── Raw data ──

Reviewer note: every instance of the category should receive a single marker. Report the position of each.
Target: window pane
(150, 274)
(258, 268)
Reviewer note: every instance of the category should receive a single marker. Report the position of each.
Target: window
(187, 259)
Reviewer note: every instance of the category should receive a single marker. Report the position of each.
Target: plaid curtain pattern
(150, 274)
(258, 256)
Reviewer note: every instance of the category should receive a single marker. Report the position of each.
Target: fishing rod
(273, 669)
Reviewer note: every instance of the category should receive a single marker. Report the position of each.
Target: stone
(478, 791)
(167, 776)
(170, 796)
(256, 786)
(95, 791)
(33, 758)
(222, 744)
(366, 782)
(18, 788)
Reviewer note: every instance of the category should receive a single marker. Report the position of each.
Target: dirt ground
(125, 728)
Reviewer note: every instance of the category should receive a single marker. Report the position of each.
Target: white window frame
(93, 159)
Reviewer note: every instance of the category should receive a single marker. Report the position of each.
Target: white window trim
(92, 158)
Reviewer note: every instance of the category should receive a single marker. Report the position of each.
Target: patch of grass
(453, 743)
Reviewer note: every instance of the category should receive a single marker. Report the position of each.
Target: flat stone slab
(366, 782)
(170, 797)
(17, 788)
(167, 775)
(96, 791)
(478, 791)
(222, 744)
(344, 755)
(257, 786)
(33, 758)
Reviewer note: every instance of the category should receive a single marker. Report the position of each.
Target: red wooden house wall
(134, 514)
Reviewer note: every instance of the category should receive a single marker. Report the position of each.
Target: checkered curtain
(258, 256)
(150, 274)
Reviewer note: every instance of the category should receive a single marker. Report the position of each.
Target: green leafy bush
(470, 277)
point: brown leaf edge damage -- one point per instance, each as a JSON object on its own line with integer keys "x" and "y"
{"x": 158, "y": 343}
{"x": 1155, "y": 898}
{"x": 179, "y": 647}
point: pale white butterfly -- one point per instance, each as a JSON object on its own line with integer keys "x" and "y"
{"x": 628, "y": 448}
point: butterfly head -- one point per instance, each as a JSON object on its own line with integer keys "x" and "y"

───

• **Required action**
With no alteration of any kind, give the data again in full.

• **Task output**
Reviewer note: every instance of the category should receive a single marker. Report the position of each.
Target: window pane
(150, 274)
(258, 268)
Reviewer note: every instance of the category should receive a single marker. Report the position of each.
Target: window
(187, 259)
Reviewer note: every instance of the category should receive a single marker. Report the position of each.
Target: plaid curtain pattern
(150, 274)
(258, 256)
Reviewer note: every instance of the category should receive a single marker. Report the position of each.
Target: fishing rod
(273, 669)
Reviewer note: every instance of the category should receive a single marker. Report the position of each.
Target: stone
(478, 791)
(167, 776)
(170, 796)
(256, 786)
(95, 791)
(33, 758)
(222, 744)
(366, 782)
(18, 788)
Reviewer note: every instance of the category should receive a single marker. Report the position of each.
Target: dirt ground
(125, 728)
Reviewer note: every instance of the category should receive a single marker. Report the position of each.
Target: white window frame
(93, 159)
Reviewer note: every instance of the category should receive a single marker. Report the position of each.
Target: white window trim
(92, 158)
Reviewer note: every instance of the category should receive a single marker. Report the position of each.
Target: patch of grass
(453, 743)
Reviewer note: every instance of the category should receive a single marker. Report the position of each.
Target: flat stone slab
(366, 782)
(170, 797)
(17, 788)
(167, 775)
(96, 791)
(478, 791)
(222, 744)
(344, 755)
(257, 786)
(33, 758)
Reviewer note: every instance of the category should receive a single marker. Report the position of each.
Target: red wooden house wall
(134, 514)
Reviewer note: every instance of the category should receive a single marker. Report the position of each.
Target: checkered curtain
(258, 256)
(150, 274)
Reviewer note: every instance of the category should receive a single marker. Report the position of each.
Target: green leafy bush
(470, 277)
point: brown leaf edge damage -- one point per instance, each as a JSON object on its own line with integer keys "x" and "y"
{"x": 158, "y": 343}
{"x": 1155, "y": 898}
{"x": 179, "y": 647}
point: pale white butterfly -- one point per instance, each as a JSON object on its own line with integer keys "x" and "y"
{"x": 628, "y": 448}
point: butterfly head -- one point per instance, each as a JSON object on its own line with integer keys "x" and "y"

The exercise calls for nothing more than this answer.